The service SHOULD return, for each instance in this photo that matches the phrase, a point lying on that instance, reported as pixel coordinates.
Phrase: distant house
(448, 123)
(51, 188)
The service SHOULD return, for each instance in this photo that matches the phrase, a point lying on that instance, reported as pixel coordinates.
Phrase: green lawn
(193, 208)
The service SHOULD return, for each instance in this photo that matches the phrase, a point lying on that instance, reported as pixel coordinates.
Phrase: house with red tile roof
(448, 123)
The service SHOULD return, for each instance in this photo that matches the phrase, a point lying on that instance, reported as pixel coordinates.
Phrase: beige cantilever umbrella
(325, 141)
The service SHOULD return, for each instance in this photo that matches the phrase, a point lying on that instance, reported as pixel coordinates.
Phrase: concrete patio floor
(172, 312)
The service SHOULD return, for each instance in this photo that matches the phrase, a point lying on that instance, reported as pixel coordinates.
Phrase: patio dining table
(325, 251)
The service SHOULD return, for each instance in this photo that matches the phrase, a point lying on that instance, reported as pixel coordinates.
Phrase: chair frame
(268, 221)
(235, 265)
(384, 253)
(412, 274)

__________

▶ WORK TO DO: Update the records above so that every "SHOULD" becomes "MUST", and leave everything else in them unchanged.

▶ SOLUTION TO THE PROBLEM:
The service MUST return, for each instance in this photo that matches the phrase, a point lying on that instance, reported as pixel coordinates.
Phrase: distant house
(448, 123)
(51, 188)
The service MUST return, for each instance in this photo that matches the phrase, a point lying on that instance, reported as pixel coordinates.
Phrase: green lawn
(193, 208)
The service MUST return, for each instance in this photo that matches the phrase, a point lying on that instance, reported as pixel coordinates.
Phrase: house with red tile roof
(448, 123)
The service MUST return, for each instance in this photo that matches the phrase, a point lying on that instance, reported as pixel coordinates.
Phrase: beige cantilever umbrella
(325, 141)
The service MUST return, for each instance in this photo that matches the phrase, a point lying on that instance, reported as pixel coordinates.
Phrase: concrete patio floor
(172, 312)
The service MUST return, for each instance in this photo that matches the phrase, a point lying on that instance, reported as pixel coordinates.
Phrase: patio dining table
(325, 251)
The service MUST return, for each instance in this photo that matches the phrase, a point lying on that instance, reported as pixel coordinates.
Phrase: chair frame
(268, 221)
(235, 265)
(384, 253)
(412, 274)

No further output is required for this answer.